▸ **What you have to do**
Each line in the listing below that contains "clutch" should be returned.

▸ **Extracted entries**
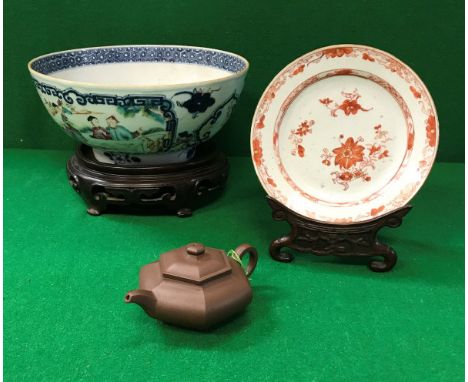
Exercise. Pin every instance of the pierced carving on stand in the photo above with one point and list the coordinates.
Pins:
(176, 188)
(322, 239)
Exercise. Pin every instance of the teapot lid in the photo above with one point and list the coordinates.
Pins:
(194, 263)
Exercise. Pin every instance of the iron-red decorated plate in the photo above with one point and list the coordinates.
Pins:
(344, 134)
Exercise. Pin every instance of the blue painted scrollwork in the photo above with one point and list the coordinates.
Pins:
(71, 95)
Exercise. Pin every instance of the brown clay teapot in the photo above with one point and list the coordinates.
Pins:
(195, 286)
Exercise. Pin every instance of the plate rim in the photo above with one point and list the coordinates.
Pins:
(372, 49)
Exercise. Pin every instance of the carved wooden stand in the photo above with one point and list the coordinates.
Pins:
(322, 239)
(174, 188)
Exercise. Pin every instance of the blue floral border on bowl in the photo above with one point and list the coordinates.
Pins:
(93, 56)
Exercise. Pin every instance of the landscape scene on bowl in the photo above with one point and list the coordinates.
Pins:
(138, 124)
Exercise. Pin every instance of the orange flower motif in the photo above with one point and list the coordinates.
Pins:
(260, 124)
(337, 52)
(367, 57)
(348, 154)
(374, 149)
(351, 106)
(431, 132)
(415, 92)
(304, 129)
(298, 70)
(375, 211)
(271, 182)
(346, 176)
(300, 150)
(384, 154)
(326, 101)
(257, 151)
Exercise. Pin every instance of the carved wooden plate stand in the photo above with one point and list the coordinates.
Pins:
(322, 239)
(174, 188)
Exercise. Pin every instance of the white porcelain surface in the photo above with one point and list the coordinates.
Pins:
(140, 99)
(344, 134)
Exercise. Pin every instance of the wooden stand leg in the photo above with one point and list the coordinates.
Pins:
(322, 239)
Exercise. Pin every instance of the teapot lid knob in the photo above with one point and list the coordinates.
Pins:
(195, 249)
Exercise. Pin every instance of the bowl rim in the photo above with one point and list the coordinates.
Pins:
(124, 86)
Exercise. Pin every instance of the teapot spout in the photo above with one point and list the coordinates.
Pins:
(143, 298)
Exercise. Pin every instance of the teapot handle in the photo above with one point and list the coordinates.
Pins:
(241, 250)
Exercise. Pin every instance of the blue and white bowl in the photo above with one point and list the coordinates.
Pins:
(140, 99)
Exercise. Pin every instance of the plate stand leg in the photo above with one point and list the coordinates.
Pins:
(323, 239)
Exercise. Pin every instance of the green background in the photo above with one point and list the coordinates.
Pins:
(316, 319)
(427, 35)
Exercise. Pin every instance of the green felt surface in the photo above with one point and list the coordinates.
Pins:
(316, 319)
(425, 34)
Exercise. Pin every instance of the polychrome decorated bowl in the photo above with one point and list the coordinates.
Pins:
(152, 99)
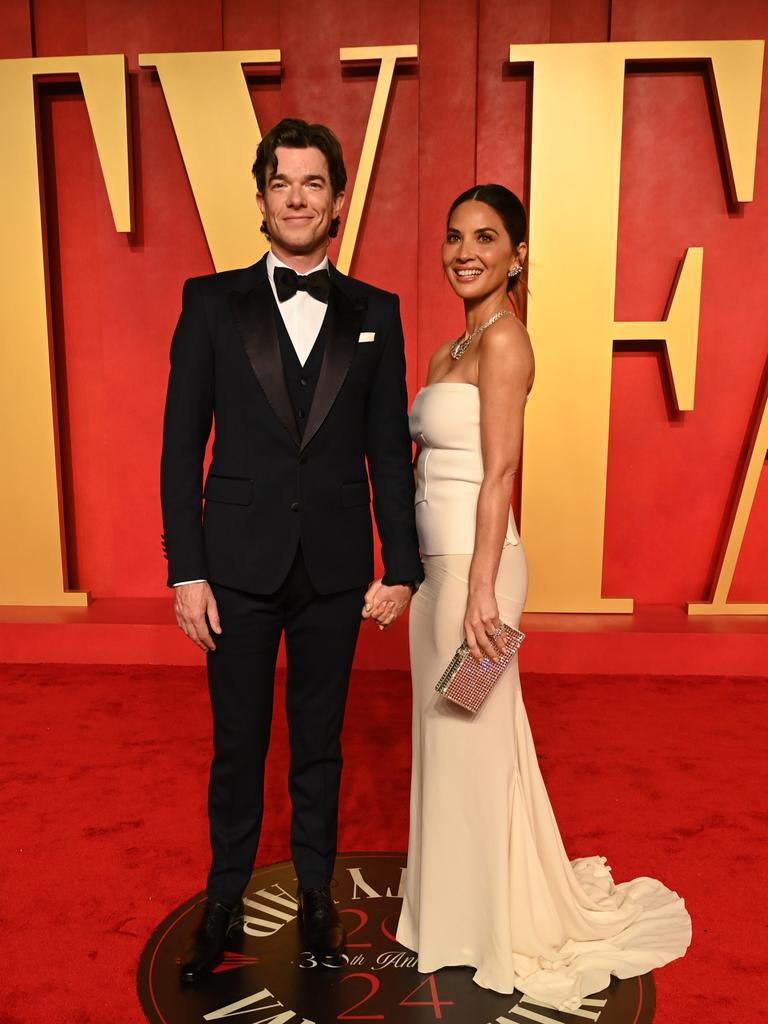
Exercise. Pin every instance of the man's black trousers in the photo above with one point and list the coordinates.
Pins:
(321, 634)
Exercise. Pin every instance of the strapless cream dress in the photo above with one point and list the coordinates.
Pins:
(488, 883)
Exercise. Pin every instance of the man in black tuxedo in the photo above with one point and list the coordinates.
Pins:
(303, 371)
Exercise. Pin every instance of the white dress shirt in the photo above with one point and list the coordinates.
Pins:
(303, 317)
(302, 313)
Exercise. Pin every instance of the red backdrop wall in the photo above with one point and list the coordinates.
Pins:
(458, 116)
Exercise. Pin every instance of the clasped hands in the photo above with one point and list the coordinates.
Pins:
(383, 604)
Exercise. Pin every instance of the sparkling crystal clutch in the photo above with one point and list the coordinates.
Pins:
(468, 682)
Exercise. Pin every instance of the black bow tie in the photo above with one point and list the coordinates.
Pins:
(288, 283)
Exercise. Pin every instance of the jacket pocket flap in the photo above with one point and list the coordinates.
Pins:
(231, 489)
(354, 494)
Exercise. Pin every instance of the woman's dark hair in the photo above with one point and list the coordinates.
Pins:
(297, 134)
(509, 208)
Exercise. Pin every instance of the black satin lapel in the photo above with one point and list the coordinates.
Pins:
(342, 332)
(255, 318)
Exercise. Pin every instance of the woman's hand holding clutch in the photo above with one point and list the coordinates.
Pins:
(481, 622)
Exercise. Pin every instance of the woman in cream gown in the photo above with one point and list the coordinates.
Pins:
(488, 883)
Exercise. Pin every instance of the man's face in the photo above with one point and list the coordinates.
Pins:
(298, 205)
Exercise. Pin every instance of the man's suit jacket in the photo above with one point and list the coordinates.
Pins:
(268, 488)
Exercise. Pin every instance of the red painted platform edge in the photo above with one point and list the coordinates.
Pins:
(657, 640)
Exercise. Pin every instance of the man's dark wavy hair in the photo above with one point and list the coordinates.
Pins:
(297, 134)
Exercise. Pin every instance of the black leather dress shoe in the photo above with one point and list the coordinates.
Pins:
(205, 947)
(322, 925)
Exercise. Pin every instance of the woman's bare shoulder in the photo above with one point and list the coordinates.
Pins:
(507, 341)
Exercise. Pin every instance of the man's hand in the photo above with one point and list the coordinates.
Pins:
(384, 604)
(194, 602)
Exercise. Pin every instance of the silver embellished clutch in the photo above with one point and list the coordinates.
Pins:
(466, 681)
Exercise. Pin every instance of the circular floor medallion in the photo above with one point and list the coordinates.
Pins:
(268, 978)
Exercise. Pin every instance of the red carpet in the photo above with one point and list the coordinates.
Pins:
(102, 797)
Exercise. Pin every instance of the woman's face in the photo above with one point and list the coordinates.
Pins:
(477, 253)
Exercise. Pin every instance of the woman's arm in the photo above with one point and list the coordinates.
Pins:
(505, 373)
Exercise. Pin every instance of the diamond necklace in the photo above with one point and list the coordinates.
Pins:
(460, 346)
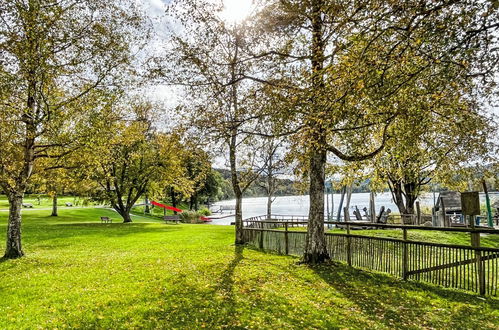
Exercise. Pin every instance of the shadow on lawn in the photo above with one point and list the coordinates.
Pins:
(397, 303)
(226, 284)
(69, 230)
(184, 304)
--
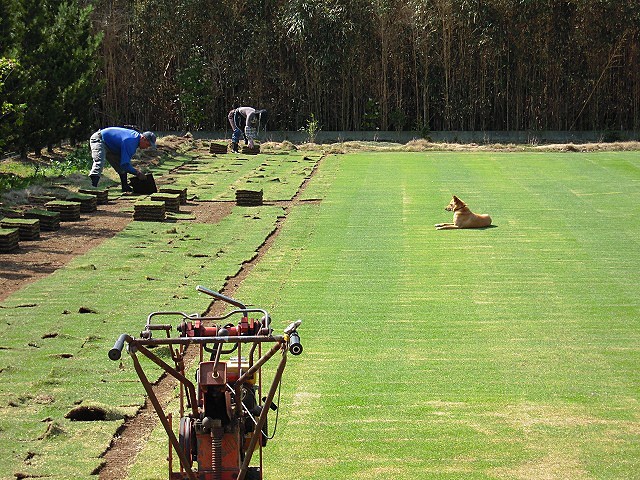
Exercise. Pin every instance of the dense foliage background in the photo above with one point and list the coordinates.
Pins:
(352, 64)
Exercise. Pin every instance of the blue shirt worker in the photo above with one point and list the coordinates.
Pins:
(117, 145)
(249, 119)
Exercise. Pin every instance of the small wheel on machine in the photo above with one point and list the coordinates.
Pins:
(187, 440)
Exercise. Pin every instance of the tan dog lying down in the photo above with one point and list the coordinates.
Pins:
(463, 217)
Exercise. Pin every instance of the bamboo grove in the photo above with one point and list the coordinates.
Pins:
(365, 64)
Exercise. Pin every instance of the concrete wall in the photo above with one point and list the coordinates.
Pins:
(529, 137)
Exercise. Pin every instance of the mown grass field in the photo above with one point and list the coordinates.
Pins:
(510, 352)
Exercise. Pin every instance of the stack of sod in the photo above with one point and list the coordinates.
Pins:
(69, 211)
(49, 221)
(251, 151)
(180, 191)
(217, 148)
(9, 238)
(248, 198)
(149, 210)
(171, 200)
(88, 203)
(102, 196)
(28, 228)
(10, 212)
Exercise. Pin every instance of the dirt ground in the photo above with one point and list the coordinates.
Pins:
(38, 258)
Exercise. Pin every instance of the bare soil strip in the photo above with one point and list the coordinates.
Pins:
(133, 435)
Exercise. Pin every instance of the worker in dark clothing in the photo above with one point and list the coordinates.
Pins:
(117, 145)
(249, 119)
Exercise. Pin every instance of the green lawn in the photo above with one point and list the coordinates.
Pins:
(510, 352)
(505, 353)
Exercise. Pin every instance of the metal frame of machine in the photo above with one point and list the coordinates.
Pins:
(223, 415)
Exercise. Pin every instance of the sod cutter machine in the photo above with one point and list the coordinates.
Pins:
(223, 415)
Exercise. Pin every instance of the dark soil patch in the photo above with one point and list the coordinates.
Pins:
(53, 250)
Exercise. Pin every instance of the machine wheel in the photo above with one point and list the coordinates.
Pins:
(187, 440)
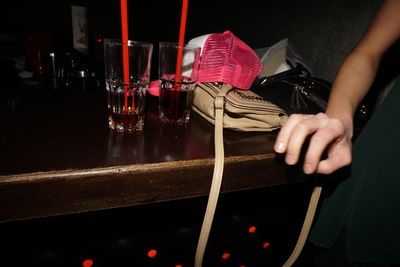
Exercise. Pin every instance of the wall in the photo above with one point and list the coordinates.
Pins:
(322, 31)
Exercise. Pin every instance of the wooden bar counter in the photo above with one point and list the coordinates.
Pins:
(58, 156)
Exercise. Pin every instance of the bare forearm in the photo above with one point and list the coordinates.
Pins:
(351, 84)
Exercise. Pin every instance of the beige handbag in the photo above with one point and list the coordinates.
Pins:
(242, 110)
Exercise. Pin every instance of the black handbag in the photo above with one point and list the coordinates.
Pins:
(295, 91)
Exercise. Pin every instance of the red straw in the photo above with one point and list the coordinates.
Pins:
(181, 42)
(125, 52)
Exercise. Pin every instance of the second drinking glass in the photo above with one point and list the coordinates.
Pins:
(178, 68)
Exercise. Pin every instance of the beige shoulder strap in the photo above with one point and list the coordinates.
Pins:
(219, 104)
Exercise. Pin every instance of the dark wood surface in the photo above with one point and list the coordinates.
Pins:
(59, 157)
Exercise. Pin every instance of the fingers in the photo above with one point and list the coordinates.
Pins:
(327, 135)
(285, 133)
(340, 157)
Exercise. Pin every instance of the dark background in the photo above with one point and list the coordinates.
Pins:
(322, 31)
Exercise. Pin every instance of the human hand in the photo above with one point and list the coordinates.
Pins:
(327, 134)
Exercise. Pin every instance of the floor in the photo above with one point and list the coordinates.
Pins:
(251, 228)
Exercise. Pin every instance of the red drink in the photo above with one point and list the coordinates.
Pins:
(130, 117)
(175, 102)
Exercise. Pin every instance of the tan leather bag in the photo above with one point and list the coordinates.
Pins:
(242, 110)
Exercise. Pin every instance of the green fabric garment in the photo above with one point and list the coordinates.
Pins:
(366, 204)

▸ **Response to the exercise**
Exercise. Pin every instance of the sparkling crystal clutch in the photo above with one point and list the coordinates.
Exercise. Pin every instance of the woman's hand holding clutch in the photo above with one point and list the coordinates.
Exercise. Pin every instance of the silver embellished clutch in the photo above with one point and list the coordinates.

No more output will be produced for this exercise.